Your objective:
Your output should match the listing below word for word, without any images.

Entries provided:
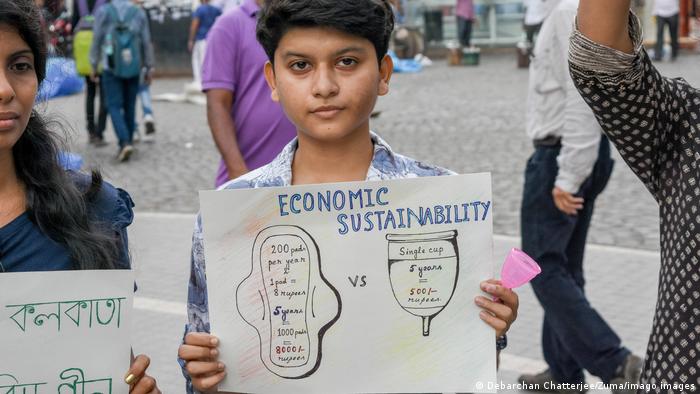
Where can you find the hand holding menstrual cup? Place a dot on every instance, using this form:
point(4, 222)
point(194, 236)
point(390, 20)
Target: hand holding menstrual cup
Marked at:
point(518, 269)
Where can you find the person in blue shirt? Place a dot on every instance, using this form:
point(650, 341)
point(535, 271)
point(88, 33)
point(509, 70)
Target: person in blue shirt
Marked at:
point(202, 20)
point(50, 219)
point(327, 66)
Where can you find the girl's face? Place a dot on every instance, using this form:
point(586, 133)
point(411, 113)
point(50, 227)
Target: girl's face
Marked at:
point(18, 86)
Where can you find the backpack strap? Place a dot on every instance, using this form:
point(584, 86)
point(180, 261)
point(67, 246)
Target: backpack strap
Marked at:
point(130, 14)
point(111, 10)
point(83, 8)
point(98, 4)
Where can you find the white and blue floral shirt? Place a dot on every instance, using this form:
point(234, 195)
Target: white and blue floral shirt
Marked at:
point(385, 165)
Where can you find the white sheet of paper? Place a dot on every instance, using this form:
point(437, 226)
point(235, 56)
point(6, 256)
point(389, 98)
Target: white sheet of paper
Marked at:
point(65, 331)
point(309, 295)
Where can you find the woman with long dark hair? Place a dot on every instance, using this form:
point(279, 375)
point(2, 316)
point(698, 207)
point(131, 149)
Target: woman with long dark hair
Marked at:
point(50, 219)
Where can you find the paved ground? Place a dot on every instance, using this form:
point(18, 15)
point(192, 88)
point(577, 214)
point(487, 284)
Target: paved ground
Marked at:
point(467, 119)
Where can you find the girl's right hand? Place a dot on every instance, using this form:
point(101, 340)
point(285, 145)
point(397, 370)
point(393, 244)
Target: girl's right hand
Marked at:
point(200, 354)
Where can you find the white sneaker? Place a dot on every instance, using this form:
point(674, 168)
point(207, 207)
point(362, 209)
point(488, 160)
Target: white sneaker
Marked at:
point(125, 153)
point(150, 124)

Output for this task:
Where can you find the hand holding menstrual cup? Place a dot on every instance, using this form:
point(4, 222)
point(194, 236)
point(390, 20)
Target: hand holding menstrual cup
Marked at:
point(518, 269)
Where can you find the person in blue shirt? Place a dot on every instance, using this form:
point(650, 341)
point(535, 271)
point(88, 33)
point(509, 70)
Target: person in blue shirt
Marked at:
point(202, 20)
point(50, 219)
point(327, 66)
Where can you find the girl's face? Place a dot on every instance, using this form:
point(586, 133)
point(411, 113)
point(50, 227)
Target: girl's face
Marked at:
point(18, 86)
Where can you find the backpack strap? Place a dot on every instance, using this form:
point(584, 86)
point(180, 261)
point(67, 246)
Target: backpack strap
Marked at:
point(130, 14)
point(111, 10)
point(83, 8)
point(98, 4)
Where can you find the white and blue floral shirt? Place a dot on every instance, using this form:
point(234, 195)
Target: white and blue floral shirt
Marked at:
point(385, 165)
Where can you find the white sheet of paper? Place a dot on every instance, using this form:
point(437, 226)
point(235, 56)
point(6, 256)
point(389, 98)
Target: white sheet of paper
Marked at:
point(65, 331)
point(309, 295)
Where can you find the woman with long dark hair? Place a dot on every instance, using this form:
point(279, 375)
point(2, 316)
point(698, 207)
point(131, 149)
Target: woman with long dark hair
Marked at:
point(50, 219)
Where can you find the paved ground? Place a dot on every instance, using this form:
point(18, 15)
point(192, 88)
point(577, 214)
point(487, 284)
Target: paved ground
Marked at:
point(467, 119)
Where can you find the girl's right hand? Place a dot on every instance, using this form:
point(101, 340)
point(285, 145)
point(397, 370)
point(393, 244)
Target: girl's right hand
Marked at:
point(200, 354)
Where can you find the white sneaker? Place a dot on every instance, using this form:
point(674, 168)
point(207, 207)
point(362, 209)
point(488, 160)
Target: white sneaker
Marked at:
point(125, 153)
point(150, 124)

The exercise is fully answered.